Source
Practical example: A 72-year-old proposed MD may be appointed through a properly justified special resolution. An ordinary resolution alone is insufficient unless the separate Central Government route is successfully completed.
Section 197
Overall maximum managerial remuneration and remuneration in no/inadequate profits
Separate the percentage ceilings for profitable public companies from the Schedule V framework for no or inadequate profits.
Operative statutory text
197. Overall maximum managerial remuneration and managerial remuneration in case of
absence or inadequacy of profits.—(1) The total managerial remuneration payable by a public company,
to its directors, including managing director and whole-time director, and its manager in respect of any
financial year shall not exceed eleven per cent. of the net profits of that company for that financial year
computed in the manner laid down in section 198 except that the remuneration of the directors shall not be
deducted from the gross profits:
Provided that the company in general meeting may, 3*** authorise the payment of remuneration
exceeding eleven per cent. of the net profits of the company, subject to the provisions of Schedule V:
Provided further that, except with the approval of the company in general meeting, [by a special
resolution,]—
(i) the remuneration payable to any one managing director; or whole-time director or manager shall
not exceed five per cent. of the net profits of the company and if there is more than one such director
remuneration shall not exceed ten per cent. of the net profits to all such directors and manager taken
together;
(2) The percentages aforesaid shall be exclusive of any fees payable to directors under sub-section (5).

Exercise set
1: In the Section 197 excerpt, what is the maximum total managerial remuneration a public company may pay for a financial year?
2: According to the Section 197 excerpt, how can a public company pay total managerial remuneration above the eleven percent ceiling?
The listing comes from a separate source.

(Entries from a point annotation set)

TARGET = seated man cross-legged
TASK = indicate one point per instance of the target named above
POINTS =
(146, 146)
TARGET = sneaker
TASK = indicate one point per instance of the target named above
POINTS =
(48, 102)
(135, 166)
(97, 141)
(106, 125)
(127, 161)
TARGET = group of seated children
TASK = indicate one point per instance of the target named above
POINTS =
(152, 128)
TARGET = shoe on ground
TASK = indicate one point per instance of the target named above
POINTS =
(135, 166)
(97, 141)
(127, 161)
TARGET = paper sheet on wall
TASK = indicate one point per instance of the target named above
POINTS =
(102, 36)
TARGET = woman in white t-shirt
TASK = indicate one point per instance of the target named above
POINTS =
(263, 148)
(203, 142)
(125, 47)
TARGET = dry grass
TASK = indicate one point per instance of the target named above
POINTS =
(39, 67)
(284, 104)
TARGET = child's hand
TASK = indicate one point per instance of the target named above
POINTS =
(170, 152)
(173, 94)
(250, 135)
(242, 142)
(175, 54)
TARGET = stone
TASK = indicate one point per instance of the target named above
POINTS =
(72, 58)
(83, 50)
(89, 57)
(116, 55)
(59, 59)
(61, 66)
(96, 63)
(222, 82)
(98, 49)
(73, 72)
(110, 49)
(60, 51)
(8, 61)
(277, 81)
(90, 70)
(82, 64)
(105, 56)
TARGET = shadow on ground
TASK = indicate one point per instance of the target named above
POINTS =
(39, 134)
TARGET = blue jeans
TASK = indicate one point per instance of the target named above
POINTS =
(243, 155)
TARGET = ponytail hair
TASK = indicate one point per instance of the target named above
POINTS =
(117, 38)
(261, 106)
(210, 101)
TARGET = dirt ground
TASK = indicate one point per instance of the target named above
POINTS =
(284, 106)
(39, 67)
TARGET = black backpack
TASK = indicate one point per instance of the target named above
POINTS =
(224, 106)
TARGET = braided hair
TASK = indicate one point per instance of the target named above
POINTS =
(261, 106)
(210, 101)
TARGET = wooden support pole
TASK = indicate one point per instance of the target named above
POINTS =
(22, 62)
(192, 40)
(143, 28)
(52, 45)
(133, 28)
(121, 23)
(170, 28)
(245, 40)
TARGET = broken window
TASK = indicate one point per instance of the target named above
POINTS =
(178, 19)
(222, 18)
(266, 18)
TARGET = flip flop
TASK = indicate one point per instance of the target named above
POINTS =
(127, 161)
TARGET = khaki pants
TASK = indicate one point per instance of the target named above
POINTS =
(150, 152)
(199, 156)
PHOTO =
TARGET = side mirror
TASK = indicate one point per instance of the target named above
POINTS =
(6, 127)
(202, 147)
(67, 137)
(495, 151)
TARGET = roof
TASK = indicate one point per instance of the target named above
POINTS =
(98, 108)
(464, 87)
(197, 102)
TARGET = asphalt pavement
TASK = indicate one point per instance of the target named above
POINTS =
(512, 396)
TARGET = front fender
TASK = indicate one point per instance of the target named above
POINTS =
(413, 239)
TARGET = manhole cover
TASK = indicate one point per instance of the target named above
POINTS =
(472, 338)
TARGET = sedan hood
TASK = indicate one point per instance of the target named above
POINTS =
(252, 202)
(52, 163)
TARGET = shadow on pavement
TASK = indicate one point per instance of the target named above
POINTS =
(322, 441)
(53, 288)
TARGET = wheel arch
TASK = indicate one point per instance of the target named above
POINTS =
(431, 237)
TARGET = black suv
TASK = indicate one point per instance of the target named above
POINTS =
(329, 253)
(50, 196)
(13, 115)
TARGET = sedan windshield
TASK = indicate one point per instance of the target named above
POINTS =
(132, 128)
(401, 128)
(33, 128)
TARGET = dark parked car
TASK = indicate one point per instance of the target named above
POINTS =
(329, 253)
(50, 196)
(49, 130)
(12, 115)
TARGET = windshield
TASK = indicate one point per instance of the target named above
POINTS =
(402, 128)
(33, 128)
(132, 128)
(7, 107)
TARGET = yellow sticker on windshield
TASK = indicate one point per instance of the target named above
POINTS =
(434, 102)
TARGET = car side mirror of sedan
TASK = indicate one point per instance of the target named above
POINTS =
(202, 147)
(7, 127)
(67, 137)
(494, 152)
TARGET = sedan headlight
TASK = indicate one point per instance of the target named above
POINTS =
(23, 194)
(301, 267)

Results by task
1: Eleven percent of the company's net profits for that financial year, computed as laid down in section 198.

2: The company in general meeting may authorize remuneration exceeding eleven percent of its net profits. That authorization is subject to the provisions of Schedule V.